(Excerpts from location labeling data)
###

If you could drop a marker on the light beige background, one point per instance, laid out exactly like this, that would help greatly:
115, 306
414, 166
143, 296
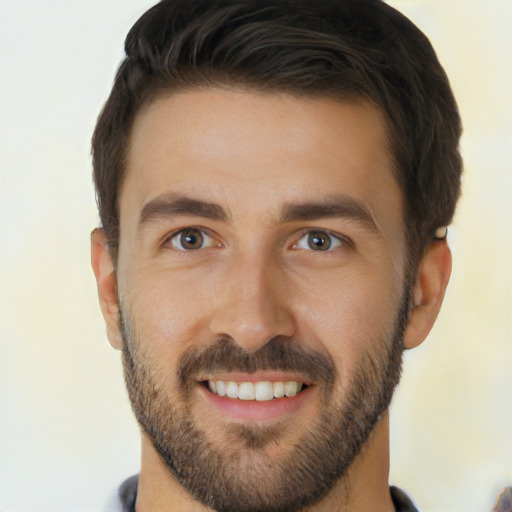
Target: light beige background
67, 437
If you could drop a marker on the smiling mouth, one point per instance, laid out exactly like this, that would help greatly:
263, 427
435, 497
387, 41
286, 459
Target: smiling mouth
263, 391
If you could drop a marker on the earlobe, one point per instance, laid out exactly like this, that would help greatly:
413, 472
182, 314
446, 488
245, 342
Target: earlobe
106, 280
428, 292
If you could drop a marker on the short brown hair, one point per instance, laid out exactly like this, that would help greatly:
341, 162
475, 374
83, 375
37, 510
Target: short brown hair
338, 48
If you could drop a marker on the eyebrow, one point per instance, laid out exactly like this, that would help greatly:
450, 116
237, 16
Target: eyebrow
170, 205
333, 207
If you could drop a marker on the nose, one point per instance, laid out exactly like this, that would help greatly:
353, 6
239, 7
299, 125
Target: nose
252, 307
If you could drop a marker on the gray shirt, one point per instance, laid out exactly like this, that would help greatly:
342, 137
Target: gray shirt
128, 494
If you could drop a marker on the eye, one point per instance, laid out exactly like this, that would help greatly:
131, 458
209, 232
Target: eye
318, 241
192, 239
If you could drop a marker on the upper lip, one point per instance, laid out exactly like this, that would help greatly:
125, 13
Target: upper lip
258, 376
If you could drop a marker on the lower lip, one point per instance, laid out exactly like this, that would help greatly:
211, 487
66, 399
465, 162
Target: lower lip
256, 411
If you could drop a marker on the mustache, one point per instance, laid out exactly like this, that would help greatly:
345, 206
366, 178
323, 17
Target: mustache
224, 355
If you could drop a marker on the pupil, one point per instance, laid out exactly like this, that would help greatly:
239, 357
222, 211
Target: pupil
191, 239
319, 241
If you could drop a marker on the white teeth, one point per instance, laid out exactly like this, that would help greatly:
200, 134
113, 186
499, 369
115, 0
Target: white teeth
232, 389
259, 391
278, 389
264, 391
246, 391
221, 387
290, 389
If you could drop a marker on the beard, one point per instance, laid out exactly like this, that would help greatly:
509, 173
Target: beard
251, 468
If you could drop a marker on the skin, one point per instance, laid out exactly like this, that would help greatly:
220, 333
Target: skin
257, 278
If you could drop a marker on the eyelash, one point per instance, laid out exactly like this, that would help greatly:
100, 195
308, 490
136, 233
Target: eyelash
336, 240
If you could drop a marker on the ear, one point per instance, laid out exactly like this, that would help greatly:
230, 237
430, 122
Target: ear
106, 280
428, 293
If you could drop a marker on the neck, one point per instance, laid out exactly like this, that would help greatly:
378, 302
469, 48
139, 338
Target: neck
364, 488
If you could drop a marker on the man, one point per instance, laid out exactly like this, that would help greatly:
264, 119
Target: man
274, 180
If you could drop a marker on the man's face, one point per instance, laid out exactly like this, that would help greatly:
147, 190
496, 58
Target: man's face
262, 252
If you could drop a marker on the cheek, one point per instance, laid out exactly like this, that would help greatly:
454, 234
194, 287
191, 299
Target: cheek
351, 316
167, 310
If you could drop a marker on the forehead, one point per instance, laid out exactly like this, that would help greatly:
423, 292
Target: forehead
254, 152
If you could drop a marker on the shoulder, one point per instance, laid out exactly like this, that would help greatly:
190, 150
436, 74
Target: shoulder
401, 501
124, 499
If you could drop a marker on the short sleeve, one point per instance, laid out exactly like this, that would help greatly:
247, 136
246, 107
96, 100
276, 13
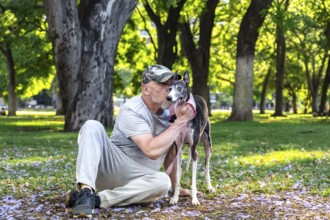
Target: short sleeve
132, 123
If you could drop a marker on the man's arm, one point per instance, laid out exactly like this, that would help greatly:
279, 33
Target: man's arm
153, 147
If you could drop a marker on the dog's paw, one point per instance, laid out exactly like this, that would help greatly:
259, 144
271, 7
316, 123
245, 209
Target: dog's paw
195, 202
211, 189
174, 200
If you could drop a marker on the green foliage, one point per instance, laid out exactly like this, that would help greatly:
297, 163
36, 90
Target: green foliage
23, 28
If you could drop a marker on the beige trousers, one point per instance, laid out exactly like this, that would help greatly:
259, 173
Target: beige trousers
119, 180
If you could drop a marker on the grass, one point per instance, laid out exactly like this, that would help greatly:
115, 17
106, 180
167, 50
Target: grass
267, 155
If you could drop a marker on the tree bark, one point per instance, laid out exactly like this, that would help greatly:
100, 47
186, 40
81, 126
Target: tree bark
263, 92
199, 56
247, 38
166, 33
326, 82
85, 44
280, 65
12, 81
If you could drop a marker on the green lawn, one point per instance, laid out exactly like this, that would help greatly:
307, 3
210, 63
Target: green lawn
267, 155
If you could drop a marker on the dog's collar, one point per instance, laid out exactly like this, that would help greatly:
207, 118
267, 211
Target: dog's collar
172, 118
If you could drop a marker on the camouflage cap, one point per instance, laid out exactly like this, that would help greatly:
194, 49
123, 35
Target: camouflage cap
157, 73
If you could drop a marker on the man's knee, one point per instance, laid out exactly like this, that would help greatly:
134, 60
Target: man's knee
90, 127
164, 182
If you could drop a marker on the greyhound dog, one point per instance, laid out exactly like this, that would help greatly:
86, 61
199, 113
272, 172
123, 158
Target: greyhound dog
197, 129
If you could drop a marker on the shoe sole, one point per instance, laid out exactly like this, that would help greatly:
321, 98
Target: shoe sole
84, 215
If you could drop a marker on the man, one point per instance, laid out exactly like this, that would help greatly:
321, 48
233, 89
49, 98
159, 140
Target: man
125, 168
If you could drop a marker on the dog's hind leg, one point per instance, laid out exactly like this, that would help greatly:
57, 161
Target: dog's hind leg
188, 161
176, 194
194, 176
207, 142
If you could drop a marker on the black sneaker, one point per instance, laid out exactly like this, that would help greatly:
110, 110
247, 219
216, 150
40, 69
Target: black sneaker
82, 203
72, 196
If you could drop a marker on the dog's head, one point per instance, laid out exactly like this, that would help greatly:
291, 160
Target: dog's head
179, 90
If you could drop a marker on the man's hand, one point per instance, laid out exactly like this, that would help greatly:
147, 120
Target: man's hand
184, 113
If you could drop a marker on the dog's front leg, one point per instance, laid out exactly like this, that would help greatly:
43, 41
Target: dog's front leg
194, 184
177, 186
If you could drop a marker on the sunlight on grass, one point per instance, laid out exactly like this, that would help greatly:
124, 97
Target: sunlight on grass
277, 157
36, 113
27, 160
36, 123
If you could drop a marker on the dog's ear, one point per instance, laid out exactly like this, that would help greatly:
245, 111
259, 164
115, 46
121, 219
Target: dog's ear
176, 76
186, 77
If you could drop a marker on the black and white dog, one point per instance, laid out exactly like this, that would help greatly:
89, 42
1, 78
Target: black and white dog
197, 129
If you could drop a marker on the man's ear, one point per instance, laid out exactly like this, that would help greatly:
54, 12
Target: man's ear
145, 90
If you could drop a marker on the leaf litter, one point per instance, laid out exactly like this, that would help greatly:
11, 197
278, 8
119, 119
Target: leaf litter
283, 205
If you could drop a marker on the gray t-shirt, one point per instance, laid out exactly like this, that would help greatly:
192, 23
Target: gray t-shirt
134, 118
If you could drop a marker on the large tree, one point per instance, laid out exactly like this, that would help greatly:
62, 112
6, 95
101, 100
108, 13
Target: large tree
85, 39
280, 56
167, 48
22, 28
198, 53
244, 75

###

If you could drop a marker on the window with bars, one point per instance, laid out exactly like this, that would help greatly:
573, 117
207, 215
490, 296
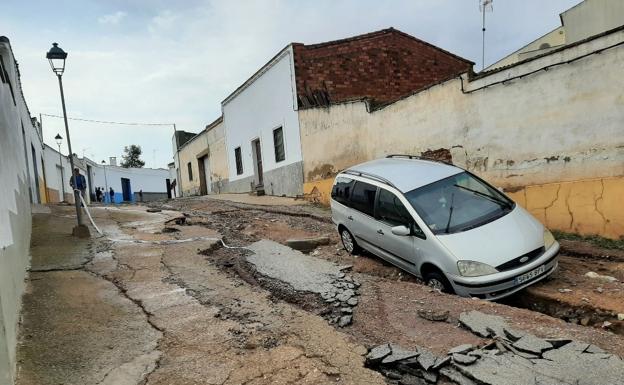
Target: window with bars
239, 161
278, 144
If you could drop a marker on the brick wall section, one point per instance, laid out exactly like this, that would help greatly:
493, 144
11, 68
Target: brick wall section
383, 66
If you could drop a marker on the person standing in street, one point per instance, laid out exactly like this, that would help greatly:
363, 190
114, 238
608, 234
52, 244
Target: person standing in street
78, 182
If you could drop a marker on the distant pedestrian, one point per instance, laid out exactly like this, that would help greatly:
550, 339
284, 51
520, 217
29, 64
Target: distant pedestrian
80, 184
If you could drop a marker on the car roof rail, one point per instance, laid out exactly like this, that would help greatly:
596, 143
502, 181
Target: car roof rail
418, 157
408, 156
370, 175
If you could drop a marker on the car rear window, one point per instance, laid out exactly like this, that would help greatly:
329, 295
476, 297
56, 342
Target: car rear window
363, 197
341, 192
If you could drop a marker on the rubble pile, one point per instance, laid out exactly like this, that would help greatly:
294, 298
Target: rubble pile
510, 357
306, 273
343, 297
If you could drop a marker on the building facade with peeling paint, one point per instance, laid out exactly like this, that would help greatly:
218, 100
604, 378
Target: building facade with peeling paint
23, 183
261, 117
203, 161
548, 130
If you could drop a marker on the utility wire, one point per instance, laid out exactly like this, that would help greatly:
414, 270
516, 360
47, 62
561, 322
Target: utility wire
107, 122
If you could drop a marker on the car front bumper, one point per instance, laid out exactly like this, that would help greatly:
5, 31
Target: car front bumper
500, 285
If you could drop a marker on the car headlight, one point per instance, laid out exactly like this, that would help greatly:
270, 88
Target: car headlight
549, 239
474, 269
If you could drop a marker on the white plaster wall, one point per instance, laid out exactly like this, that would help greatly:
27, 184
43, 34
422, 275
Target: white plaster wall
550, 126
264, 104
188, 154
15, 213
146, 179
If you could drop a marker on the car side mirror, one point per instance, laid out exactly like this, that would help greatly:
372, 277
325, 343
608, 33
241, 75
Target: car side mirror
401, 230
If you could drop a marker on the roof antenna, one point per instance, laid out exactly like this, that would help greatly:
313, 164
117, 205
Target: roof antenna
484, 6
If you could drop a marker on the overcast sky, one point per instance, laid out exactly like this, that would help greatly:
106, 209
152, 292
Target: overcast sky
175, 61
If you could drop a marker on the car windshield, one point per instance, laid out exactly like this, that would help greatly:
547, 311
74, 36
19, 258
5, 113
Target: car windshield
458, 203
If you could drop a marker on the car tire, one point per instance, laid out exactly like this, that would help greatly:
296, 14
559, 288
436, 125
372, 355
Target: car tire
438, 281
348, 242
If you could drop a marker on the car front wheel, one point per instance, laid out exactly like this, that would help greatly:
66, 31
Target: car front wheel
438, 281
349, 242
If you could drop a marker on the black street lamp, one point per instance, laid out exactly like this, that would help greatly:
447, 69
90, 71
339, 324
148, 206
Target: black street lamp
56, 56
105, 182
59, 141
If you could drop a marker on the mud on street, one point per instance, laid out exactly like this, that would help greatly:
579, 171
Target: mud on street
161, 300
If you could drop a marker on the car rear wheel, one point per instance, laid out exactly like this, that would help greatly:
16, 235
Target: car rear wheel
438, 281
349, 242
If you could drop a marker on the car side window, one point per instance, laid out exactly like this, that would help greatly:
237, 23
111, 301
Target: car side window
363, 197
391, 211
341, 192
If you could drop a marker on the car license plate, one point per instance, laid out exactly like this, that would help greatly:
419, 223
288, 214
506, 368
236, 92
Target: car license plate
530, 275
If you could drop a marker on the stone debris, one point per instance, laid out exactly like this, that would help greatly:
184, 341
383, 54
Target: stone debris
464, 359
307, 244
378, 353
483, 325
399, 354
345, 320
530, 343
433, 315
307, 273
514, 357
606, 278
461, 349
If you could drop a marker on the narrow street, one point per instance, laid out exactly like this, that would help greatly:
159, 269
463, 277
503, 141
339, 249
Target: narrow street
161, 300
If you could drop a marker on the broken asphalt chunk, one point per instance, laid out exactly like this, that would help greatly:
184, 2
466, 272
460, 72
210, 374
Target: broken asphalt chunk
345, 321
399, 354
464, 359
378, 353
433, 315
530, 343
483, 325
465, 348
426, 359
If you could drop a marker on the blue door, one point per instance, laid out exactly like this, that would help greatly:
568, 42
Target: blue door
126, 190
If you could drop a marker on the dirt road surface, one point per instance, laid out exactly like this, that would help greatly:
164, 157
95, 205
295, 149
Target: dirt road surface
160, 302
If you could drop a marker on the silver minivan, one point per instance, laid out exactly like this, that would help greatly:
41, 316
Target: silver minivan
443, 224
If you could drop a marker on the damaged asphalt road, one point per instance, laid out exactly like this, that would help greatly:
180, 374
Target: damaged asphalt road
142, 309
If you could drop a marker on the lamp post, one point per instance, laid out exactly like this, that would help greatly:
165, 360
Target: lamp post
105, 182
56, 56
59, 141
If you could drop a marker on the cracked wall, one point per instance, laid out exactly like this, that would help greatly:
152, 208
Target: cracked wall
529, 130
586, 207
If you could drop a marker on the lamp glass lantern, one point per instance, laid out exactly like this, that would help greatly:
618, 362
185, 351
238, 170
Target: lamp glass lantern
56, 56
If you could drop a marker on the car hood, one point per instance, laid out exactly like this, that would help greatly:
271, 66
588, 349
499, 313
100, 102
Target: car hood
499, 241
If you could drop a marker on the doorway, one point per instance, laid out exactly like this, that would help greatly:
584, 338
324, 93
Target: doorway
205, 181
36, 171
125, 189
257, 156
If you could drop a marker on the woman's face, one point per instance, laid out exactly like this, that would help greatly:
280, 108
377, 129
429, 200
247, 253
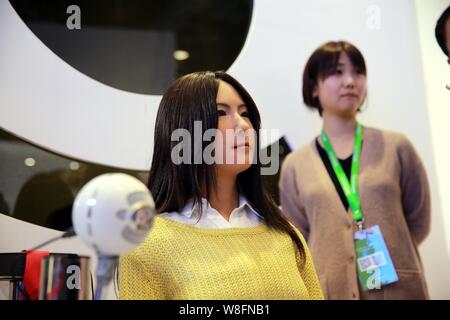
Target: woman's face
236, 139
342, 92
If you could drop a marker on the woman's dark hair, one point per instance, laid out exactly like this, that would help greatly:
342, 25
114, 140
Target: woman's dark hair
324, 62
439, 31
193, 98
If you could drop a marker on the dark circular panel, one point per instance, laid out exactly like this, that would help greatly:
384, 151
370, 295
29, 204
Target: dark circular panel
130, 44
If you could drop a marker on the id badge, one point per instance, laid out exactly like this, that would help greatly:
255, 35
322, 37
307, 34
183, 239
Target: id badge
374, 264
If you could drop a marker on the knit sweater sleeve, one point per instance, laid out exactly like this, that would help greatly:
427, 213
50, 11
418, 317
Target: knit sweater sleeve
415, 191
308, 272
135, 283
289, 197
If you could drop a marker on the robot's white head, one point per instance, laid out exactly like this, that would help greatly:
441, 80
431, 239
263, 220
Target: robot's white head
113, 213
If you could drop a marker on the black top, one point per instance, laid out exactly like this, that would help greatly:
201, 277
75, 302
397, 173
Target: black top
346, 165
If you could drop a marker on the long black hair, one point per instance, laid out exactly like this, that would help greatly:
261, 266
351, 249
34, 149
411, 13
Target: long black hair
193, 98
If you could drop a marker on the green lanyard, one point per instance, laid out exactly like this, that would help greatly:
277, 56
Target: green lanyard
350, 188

###

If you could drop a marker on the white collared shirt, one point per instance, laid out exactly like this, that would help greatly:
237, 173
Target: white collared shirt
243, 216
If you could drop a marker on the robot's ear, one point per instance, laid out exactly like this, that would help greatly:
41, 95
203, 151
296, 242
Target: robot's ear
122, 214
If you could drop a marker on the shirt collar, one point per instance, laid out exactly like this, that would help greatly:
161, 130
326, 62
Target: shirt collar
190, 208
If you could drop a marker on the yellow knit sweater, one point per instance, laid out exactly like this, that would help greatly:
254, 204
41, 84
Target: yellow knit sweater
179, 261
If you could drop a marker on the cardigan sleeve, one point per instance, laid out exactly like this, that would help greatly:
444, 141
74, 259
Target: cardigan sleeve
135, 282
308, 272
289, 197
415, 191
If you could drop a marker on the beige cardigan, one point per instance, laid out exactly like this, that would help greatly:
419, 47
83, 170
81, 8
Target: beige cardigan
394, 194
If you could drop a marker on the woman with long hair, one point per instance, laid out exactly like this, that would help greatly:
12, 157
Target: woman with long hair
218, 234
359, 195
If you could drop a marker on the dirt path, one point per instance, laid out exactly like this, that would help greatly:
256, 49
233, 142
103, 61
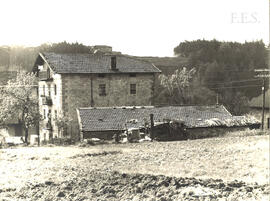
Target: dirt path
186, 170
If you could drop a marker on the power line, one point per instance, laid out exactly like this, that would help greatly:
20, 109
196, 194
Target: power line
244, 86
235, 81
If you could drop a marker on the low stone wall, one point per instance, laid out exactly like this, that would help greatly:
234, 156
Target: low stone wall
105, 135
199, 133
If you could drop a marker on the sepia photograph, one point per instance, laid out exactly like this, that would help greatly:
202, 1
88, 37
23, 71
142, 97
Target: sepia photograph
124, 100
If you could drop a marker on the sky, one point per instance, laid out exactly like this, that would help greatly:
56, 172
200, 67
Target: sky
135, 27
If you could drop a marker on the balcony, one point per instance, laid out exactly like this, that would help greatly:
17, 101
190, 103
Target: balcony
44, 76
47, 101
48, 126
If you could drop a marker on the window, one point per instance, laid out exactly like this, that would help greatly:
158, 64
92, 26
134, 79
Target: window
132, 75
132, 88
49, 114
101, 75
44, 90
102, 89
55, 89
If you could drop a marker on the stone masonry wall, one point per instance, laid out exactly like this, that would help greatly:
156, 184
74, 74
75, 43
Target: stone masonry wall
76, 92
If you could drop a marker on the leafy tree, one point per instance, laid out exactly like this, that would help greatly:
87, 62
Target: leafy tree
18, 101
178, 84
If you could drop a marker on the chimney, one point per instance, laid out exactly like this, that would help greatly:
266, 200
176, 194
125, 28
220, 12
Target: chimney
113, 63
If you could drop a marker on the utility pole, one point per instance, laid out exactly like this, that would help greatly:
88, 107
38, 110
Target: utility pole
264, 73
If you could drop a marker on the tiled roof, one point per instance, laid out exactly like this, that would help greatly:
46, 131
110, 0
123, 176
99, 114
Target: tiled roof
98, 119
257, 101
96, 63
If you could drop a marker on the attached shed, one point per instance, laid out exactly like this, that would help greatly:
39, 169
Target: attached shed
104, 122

###

▸ **Instructions to follow**: Please locate every line above that contains the word "circular", and copy each of those lines in full.

▸ **Task solution**:
If you could drop a marker on the dark circular panel, one point per instance, laid out exactly like this, that would help greatly:
Target: dark circular panel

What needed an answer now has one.